[Coordinate annotation entries]
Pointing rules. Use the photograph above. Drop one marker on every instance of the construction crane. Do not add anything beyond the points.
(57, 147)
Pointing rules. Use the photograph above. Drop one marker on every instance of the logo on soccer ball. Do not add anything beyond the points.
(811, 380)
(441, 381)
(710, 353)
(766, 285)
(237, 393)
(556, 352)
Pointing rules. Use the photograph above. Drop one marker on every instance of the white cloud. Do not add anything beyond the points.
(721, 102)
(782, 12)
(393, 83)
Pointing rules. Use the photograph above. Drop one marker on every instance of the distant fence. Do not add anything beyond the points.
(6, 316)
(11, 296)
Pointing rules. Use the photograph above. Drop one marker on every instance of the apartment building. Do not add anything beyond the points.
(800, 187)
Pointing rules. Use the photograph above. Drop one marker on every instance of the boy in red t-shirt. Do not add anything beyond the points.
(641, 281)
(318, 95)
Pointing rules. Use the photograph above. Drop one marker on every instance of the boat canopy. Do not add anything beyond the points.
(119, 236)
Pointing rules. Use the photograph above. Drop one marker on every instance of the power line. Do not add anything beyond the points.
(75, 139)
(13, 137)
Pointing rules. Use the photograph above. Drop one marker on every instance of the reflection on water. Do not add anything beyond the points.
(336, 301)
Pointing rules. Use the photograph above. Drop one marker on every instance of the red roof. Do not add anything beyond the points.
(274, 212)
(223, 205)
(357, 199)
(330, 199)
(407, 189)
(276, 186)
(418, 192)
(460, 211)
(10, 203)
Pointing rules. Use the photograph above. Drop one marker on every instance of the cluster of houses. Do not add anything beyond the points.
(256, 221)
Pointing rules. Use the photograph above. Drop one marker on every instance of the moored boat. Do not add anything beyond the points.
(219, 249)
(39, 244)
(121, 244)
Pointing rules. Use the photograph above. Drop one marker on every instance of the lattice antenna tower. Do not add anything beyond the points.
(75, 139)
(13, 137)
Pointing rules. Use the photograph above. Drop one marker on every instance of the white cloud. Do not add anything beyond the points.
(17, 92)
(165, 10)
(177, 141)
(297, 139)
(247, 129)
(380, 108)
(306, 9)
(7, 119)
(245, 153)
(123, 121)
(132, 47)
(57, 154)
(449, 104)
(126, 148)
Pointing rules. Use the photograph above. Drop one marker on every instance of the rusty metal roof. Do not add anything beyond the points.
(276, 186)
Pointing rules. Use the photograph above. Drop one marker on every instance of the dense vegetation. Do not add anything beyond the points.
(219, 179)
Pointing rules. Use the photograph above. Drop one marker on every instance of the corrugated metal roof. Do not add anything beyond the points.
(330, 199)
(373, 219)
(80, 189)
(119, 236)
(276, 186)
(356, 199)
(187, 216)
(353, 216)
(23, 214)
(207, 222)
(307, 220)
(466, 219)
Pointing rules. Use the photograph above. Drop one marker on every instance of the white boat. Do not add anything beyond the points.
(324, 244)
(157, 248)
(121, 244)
...
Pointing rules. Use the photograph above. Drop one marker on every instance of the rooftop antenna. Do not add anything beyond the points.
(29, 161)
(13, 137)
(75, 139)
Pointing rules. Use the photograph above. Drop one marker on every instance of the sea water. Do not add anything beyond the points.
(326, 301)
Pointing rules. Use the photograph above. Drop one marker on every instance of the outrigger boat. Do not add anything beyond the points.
--
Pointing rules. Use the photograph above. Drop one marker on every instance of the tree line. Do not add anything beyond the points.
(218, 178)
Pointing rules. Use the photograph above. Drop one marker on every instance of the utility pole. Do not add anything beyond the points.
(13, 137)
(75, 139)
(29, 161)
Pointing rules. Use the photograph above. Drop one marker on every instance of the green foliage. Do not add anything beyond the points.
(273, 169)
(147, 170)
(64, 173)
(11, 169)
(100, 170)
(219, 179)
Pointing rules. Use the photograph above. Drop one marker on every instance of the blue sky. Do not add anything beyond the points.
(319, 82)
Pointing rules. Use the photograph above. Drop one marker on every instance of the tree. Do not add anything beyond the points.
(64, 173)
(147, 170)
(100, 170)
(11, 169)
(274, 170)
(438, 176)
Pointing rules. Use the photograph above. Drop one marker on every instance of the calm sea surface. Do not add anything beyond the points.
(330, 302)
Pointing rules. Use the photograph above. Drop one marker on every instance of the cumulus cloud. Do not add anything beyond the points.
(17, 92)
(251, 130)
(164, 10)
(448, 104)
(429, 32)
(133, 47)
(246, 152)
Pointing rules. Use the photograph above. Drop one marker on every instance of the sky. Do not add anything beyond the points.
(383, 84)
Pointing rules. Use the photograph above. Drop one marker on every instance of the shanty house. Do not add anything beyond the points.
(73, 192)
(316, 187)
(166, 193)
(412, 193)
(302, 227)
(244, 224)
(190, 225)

Task instructions: Pick out every line of the records that contains the string "antenna" and copy each one. Case counts.

Exercise result:
Pointing rules. Use the photograph above. Drop one marker on every instance of the lattice antenna tower. Do not add anything beyond the points.
Pointing rules. Use the photograph above. Drop one marker on every instance of the rooftop antenna. Do not add anything beyond the points.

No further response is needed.